◆ WHAT YOU NEED TO DO
Collect every line in the items that contains the word "wall" and copy each of those lines in full.
start ROWS
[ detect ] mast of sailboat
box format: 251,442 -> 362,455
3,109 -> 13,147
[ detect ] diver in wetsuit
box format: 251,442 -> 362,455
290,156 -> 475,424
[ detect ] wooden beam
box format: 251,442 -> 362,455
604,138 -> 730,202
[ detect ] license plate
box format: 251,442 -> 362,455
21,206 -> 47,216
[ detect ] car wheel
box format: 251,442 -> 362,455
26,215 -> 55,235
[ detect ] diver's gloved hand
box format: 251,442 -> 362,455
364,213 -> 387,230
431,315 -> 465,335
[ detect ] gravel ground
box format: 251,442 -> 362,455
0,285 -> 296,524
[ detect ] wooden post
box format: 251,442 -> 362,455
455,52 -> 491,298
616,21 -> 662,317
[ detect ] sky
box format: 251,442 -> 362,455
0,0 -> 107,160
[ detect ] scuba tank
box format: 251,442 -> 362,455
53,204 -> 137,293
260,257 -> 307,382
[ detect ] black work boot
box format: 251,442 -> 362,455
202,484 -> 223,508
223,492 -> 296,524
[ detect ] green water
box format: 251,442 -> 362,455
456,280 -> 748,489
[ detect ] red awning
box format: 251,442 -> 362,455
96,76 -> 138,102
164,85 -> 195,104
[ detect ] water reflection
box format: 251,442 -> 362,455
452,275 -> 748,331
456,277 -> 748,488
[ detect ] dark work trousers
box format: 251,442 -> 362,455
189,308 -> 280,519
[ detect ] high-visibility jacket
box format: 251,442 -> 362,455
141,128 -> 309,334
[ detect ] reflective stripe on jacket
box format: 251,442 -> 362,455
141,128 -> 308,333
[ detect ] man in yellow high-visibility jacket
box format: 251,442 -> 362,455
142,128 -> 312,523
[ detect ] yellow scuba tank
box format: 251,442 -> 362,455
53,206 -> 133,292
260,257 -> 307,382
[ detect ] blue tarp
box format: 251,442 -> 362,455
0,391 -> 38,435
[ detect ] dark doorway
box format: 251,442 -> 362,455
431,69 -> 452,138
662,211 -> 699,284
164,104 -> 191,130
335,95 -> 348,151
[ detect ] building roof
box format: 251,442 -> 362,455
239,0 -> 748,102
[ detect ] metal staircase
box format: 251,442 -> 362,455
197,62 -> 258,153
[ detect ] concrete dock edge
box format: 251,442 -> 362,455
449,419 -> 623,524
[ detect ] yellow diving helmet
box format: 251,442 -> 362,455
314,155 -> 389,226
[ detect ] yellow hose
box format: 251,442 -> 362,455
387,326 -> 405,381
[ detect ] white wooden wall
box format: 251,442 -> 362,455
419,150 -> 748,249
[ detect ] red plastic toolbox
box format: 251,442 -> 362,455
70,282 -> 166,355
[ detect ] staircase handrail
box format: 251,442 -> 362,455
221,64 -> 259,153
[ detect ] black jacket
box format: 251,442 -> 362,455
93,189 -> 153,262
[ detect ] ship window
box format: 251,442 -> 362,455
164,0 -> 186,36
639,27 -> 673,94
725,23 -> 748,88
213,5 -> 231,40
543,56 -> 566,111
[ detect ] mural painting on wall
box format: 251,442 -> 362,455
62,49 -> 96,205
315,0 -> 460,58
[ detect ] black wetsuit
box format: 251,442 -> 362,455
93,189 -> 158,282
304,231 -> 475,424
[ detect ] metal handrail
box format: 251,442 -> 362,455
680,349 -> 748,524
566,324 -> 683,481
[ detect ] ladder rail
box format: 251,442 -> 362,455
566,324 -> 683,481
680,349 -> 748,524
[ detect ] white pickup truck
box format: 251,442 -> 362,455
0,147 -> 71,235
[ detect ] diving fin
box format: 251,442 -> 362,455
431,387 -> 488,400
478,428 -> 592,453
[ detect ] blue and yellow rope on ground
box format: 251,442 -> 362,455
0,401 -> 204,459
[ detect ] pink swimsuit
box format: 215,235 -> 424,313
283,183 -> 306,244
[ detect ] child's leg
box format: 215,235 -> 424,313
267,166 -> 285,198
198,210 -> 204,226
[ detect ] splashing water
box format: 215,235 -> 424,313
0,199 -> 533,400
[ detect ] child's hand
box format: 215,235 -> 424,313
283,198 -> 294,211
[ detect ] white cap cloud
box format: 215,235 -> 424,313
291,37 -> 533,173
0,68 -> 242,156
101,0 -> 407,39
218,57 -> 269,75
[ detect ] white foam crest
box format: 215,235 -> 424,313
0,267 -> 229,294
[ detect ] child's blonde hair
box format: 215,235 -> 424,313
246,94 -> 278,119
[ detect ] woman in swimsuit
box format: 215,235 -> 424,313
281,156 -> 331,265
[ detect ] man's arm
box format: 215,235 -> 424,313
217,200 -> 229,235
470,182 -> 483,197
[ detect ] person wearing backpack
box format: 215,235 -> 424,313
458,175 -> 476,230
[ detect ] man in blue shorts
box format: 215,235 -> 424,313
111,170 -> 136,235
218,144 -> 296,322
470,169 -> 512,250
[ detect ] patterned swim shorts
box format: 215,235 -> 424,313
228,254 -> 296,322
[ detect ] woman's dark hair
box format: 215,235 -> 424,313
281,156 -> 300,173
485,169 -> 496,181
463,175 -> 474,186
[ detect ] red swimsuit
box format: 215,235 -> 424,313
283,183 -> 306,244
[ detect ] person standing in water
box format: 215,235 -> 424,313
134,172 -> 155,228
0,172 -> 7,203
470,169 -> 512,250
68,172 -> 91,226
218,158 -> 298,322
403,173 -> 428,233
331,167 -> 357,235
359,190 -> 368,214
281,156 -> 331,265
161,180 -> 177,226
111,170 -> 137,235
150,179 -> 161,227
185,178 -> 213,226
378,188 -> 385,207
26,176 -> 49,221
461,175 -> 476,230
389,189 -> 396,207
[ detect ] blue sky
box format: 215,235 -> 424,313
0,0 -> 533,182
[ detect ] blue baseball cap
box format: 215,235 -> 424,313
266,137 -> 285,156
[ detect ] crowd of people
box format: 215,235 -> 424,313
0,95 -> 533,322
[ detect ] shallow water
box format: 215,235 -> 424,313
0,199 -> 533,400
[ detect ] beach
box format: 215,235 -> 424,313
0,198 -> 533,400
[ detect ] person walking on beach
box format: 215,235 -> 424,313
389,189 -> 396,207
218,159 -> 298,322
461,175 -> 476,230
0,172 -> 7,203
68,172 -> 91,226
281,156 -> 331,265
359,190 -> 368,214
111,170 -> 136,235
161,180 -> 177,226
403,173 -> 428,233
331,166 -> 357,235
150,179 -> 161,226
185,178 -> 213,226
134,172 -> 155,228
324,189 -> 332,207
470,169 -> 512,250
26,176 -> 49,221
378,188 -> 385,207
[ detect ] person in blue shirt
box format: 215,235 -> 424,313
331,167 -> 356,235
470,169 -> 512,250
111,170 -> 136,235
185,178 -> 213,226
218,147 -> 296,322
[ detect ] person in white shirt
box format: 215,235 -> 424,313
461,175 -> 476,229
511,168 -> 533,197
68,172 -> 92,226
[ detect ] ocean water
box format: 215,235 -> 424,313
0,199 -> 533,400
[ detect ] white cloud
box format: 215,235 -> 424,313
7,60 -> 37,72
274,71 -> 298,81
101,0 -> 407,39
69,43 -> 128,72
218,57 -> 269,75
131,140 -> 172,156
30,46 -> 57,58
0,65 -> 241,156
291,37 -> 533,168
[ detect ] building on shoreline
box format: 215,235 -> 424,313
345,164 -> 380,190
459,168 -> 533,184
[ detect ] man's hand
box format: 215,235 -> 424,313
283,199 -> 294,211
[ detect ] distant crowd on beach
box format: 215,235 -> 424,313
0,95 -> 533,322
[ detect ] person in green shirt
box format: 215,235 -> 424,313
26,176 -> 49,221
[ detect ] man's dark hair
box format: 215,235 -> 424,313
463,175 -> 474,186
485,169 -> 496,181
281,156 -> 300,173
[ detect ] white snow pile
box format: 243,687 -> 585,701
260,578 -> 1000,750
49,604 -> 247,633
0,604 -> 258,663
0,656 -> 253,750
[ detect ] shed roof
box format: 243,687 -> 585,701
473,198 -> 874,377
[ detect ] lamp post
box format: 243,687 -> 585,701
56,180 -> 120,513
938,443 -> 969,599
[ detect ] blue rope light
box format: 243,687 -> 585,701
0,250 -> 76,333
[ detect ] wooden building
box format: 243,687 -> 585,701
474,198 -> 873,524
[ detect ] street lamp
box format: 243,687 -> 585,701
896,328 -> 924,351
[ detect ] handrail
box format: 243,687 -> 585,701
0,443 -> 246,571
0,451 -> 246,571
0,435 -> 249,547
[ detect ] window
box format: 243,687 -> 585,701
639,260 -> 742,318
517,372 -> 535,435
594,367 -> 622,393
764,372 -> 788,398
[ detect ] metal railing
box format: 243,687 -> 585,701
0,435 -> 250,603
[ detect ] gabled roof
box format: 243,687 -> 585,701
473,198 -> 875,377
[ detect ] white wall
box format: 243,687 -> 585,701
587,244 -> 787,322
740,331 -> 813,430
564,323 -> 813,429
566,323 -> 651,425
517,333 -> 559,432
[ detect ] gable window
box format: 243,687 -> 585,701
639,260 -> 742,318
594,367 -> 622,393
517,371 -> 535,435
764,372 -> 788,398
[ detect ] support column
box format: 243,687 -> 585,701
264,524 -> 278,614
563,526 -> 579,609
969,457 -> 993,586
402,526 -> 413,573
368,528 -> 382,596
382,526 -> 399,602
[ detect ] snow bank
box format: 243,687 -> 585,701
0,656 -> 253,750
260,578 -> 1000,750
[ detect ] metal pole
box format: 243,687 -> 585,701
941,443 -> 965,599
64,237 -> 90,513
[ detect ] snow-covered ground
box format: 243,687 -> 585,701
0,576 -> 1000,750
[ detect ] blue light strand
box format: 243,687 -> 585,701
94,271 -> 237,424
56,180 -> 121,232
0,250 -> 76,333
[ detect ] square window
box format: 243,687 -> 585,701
end ROWS
◆ REPLY
[ detect ] white wooden wall
[ detect ] mural painting on wall
[ detect ] white wall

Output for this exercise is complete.